## [Da svolgere]
1: Copia dall'articolo sul Museo Egizio il passo compreso tra "Stamattina dovrei scrivere" e "nella ricerca scientifica.", estremi inclusi.
2: Riscrivi in forma più concisa il paragrafo dell'articolo sul Museo Egizio che comincia con "A Torino ci sono musei sonnacchiosi", conservandone i fatti principali.
3: Per favore, prosegui l'articolo sul Museo Egizio a partire dalla sua ultima frase.

## [Estratto del documento]
####

Christillin e Greco (foto Alessandro Di Marco / courtesy Ansa)

Stamattina dovrei scrivere un bel po' di notizie sul Museo Egizio: ieri infatti il dinamico duo Chris & Chris ha presentato la nuova mostra "Il dono di Thot: leggere l'antico Egitto", i nuovi spazi espositivi, e il nuovo progetto di candidatura al Patrimonio Unesco. Tutto in un giorno. Uno fatica a star dietro a tanto attivismo. L'Egizio macina progetti su progetti - mostre in sede e all'estero, ristrutturazioni, ampliamenti, campagne di scavo, podcast, cicli di conferenze, streaming, didattica - oltre a fare, con la massima nonchalance, ciò che a tanti musei riesce poco e male, quando riesce: riempirsi di visitatori e tenere i bilanci in ordine - anzi, in attivo - e reinvestendo i guadagni nella ricerca scientifica. 

A Torino ci sono musei sonnacchiosi, dove non succede mai nulla, sempre uguali a se stessi; musei chiusi da tempo immemorabile; musei che cadono a pezzi e per i quali ogni minimo intervento edilizio diventa un dramma e un interminabile calvario. E poi c'è l'Egizio, che è stato completamente ripensato e ristrutturato in un paio d'anni e senza chiudere un solo giorno, e che continua a evolversi, a cambiare pelle, ad aprire nuovi spazi, ad adottare nuove tecnologie, ad attrarre talenti, a crescere in visibilità e autorevolezza internazionale. E tutto ciò, badate bene, nonostante gli innumerevoli tentativi di svariati genii della politica di azzopparlo, sabotarlo, denigrarlo, immiserirlo, e finalmente normalizzarlo abbassandolo alla mediocrità corrente dei tanti carrozzoni mal gestiti da servi di partito inetti e fanfaroni.

L'Egizio è l'evidente dimostrazione che non è impossibile far funzionare un museo. E che la differenza la fanno, come sempre, i cervelli. Ricordate che cos'era l'Egizio prima di Chris & Chris? Era il posto dove portavano gli scolaretti per fargli vedere le mummie, così poi avevano gli incubi per un mese e all'Egizio non ci mettevano più piede per il resto della vita. 

L'anomalia dell'Egizio dimostra due scomode verità: primo, anche in Italia, e perfino a Torino, è possibile mantenere i musei all'onor del mondo; secondo, non è vero che uno vale uno, e la differenza la fa il cervello.

Ora: alle promesse del mitico Mollicone, che minacciava spoil system all'Egizio, il governo meloniano finora non ha dato seguito. Ma il problema si porrà nel 2024, quando scadrà il terzo mandato della presidente Evelina Christillin. Allora ne vedremo delle brutte, potete scommetterci. Anche perché l'eventuale arrivo alla presidenza di un qualche inadeguato personaggio provocherebbe infallantemente l'uscita di scena del direttore Christian Greco, al quale peraltro già oggi non mancano le laute offerte dei più importanti musei del mondo. Cari miei, godiamoci l'Egizio così com'è, e finché c'è. Come dice il filosofo Carotone, "felicità a momenti, futuro incerto".

####

## [Record del dataset]
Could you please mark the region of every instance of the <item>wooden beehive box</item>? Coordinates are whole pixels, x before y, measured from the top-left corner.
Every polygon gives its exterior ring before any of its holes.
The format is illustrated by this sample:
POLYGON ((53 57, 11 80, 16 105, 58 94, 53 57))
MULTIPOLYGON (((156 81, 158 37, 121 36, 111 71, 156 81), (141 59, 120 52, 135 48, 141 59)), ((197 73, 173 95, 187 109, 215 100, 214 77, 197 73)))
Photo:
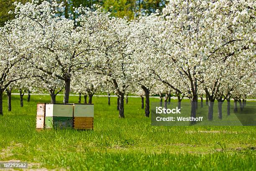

####

## [Risposte attese]
1:
Stamattina dovrei scrivere un bel po' di notizie sul Museo Egizio: ieri infatti il dinamico duo Chris & Chris ha presentato la nuova mostra "Il dono di Thot: leggere l'antico Egitto", i nuovi spazi espositivi, e il nuovo progetto di candidatura al Patrimonio Unesco. Tutto in un giorno. Uno fatica a star dietro a tanto attivismo. L'Egizio macina progetti su progetti - mostre in sede e all'estero, ristrutturazioni, ampliamenti, campagne di scavo, podcast, cicli di conferenze, streaming, didattica - oltre a fare, con la massima nonchalance, ciò che a tanti musei riesce poco e male, quando riesce: riempirsi di visitatori e tenere i bilanci in ordine - anzi, in attivo - e reinvestendo i guadagni nella ricerca scientifica.

2: A Torino molti musei sono sonnacchiosi, chiusi da tempo o cadenti, e per loro anche il minimo intervento edilizio diventa un calvario. L'Egizio invece è stato ripensato e ristrutturato in un paio d'anni senza chiudere un solo giorno. Continua a evolversi: apre nuovi spazi, adotta nuove tecnologie, attrae talenti e cresce in visibilità e autorevolezza internazionale. Ci riesce nonostante i ripetuti tentativi di vari politici di sabotarlo, denigrarlo e ridurlo alla mediocrità dei carrozzoni mal gestiti da servi di partito.

3:
E dopo queste considerazioni di moderato ottimismo, ecco il comunicato sulla mostra che s'inaugura oggi, e a seguire il lancio Ansa sulla candidatura Unesco.

Dal geroglifico al copto, dallo ieratico al demotico: è la scrittura dell’antico Egitto, nelle sue varianti ed evoluzioni, la protagonista della mostra “Il dono di Thot: leggere l’antico Egitto”, che debutta al Museo Egizio il 7 dicembre, nei nuovi spazi del Museo. Si tratta di 500 metri quadrati, distribuiti tra piano terreno e ipogeo, concessi dall’Accademia delle Scienze di Torino al Museo Egizio, dopo un’opera di restauro, sostenuta dalla Fondazione Compagnia di San Paolo.
Curata da Paolo Marini, Federico Poole e Susanne Töpfer, egittologi del Museo Egizio, la mostra è frutto di un progetto scientifico ideato dal direttore del Museo, Christian Greco ed è sostenuta dalla Consulta per la Valorizzazione dei Beni Artistici e Culturali di Torino.
Sono 170 i reperti in esposizione, tutti provenienti dalle Collezioni del Museo Egizio, ad eccezione delle tavolette cuneiformi provenienti dai Musei Reali di Torino.
Se il focus dell’esposizione è rappresentato dai segni e dai testi, in mostra non ci sono solo papiri, ma anche capolavori della statuaria, oggetti in alabastro e statuine lignee, a testimonianza di quella cultura materiale attraverso cui egittologi e storici hanno ricostruito la biografia non solo degli oggetti, ma dell’intera civiltà nilotica.

"Vogliamo candidare il Museo Egizio e l'Accademia della Scienza, che hanno sede nello stesso palazzo barocco, come patrimonio Unesco. Non solo il palazzo architettonico e la collezione, ma anche la cultura immateriale". Lo ha detto il direttore Christian Greco durante la presentazione della mostra "Il dono di Thot: leggere l'antico Egitto".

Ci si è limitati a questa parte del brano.